What you should do → Only one stretch of the data below is wanted: the lines starting at the one with "Query: vaulted ceiling" and ending at the one with "Query: gray wall", both included, given again exactly.
╔══
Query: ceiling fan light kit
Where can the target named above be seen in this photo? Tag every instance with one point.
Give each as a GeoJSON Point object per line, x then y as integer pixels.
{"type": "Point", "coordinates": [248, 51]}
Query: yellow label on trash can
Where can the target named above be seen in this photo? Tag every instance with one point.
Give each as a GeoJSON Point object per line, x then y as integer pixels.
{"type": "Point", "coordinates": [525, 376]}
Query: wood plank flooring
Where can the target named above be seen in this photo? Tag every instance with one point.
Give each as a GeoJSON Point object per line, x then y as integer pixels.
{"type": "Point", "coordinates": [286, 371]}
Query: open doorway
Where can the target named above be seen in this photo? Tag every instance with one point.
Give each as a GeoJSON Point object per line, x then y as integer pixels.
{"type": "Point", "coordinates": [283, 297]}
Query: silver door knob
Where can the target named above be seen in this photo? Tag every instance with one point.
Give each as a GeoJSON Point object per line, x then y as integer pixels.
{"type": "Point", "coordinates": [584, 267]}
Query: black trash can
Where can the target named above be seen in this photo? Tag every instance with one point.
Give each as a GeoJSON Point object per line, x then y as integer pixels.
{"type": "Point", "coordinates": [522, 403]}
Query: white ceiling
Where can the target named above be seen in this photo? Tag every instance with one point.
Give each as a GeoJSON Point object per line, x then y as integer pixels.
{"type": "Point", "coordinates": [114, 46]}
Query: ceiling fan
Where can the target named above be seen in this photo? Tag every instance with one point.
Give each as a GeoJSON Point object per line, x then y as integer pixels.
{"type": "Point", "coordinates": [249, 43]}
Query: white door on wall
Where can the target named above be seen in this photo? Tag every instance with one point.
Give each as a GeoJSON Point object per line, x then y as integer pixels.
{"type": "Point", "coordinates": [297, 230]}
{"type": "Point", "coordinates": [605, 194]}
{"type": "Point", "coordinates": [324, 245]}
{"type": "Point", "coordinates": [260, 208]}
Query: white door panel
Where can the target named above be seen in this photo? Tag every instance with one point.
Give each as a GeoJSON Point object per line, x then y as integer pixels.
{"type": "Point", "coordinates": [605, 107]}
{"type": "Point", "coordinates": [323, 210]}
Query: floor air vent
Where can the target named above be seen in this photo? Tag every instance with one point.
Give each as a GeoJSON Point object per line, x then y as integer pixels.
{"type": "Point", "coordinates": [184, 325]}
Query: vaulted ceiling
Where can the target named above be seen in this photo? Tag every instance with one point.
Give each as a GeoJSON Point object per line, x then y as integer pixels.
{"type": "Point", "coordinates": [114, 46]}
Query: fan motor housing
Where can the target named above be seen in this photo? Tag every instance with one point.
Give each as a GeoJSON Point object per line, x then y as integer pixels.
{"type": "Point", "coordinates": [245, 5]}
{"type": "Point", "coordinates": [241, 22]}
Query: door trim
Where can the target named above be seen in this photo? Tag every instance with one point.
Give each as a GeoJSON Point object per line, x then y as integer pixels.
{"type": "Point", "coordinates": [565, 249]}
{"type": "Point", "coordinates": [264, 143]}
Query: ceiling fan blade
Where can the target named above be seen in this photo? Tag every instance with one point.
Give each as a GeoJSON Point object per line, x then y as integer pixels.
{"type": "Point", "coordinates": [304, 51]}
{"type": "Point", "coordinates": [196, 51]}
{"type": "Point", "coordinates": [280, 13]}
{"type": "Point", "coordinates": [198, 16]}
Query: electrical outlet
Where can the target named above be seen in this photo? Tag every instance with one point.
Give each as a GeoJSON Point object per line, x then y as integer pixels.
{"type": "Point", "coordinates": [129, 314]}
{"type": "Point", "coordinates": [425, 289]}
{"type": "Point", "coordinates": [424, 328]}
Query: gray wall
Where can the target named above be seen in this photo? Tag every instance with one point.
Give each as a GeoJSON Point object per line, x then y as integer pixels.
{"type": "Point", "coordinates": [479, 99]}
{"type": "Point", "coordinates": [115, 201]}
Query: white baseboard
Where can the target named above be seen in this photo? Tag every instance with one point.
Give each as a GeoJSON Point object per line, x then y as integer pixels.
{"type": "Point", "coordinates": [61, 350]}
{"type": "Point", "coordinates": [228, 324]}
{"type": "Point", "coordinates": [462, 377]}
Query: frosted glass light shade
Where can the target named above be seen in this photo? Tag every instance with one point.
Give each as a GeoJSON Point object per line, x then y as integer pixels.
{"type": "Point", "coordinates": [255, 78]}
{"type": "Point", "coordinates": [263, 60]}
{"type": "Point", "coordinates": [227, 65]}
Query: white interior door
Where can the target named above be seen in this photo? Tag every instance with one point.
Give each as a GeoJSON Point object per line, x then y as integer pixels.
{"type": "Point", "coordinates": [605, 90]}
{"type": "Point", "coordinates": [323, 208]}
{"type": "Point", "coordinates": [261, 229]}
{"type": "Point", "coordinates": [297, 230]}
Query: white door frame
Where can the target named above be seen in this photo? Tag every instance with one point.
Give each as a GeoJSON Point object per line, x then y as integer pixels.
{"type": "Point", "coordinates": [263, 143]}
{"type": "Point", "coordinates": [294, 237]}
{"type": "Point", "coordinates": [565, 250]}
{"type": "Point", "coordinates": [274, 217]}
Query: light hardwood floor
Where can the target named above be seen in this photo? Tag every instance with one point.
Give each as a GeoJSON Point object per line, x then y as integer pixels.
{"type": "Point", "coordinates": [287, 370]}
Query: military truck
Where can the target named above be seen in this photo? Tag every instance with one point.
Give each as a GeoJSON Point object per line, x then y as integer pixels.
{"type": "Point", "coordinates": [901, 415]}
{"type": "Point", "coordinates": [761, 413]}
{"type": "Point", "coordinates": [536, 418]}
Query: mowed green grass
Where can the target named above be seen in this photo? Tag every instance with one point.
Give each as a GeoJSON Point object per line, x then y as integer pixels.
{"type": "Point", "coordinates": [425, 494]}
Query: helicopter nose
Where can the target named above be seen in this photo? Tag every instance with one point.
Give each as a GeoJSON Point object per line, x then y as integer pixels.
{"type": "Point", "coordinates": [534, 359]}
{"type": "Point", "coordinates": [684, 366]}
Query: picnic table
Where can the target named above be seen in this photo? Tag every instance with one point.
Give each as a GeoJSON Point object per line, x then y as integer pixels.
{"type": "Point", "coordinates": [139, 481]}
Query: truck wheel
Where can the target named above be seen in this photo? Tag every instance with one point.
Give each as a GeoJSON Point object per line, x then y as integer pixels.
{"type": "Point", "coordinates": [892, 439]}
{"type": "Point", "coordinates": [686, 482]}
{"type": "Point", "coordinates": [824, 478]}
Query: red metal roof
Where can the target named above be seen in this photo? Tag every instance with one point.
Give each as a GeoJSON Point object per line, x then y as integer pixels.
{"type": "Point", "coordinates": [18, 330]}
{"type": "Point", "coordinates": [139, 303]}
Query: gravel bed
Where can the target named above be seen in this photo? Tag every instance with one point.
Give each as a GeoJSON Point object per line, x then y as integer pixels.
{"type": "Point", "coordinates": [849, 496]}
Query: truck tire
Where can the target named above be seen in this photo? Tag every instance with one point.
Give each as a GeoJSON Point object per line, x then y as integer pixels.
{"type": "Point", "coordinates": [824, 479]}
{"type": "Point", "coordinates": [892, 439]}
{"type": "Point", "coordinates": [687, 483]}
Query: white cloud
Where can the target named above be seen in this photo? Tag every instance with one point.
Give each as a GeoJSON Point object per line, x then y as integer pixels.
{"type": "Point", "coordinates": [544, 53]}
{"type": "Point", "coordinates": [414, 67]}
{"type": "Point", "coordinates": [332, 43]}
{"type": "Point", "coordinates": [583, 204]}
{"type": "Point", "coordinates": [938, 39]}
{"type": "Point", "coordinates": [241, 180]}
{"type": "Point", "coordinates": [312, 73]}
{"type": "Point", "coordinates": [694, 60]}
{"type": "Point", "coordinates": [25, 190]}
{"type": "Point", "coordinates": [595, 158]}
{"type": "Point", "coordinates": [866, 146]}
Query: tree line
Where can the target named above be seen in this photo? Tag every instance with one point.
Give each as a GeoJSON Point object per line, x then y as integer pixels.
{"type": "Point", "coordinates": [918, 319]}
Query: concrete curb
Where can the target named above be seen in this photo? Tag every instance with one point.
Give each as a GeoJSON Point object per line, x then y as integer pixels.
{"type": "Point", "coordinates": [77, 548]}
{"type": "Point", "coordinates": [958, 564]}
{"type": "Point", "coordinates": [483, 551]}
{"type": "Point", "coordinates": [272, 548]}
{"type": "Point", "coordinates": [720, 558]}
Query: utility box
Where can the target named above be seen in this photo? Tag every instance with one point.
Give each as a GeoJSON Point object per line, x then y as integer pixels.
╚══
Solution to the exercise →
Query: vaulted ceiling
Where can the target named above be seen in this photo? Tag every instance with one point.
Give each as a GeoJSON Point object per line, x then y as integer pixels.
{"type": "Point", "coordinates": [114, 46]}
Query: fan motor housing
Where can the target named above be seen in this photo? Tag every instance with one point.
Give each as a GeoJSON Point object per line, x then y as integer pixels.
{"type": "Point", "coordinates": [245, 5]}
{"type": "Point", "coordinates": [241, 22]}
Query: door trim
Where can the target named above be seen in this photo? Tag every instance with one point.
Give each as a GeoJSON Point object per line, x then y as integer pixels.
{"type": "Point", "coordinates": [565, 249]}
{"type": "Point", "coordinates": [264, 143]}
Query: ceiling fan blade
Where can the target named above be seen in this photo? Tag every instance with one point.
Give each as a GeoJSON Point object per line, x then y as integer pixels.
{"type": "Point", "coordinates": [304, 51]}
{"type": "Point", "coordinates": [196, 51]}
{"type": "Point", "coordinates": [280, 13]}
{"type": "Point", "coordinates": [198, 16]}
Query: electrical outlet
Where can the target named above be seen in this photo? Tag every instance with one point.
Give each as a GeoJSON Point object per line, x then y as integer pixels.
{"type": "Point", "coordinates": [129, 314]}
{"type": "Point", "coordinates": [425, 289]}
{"type": "Point", "coordinates": [424, 328]}
Query: gray wall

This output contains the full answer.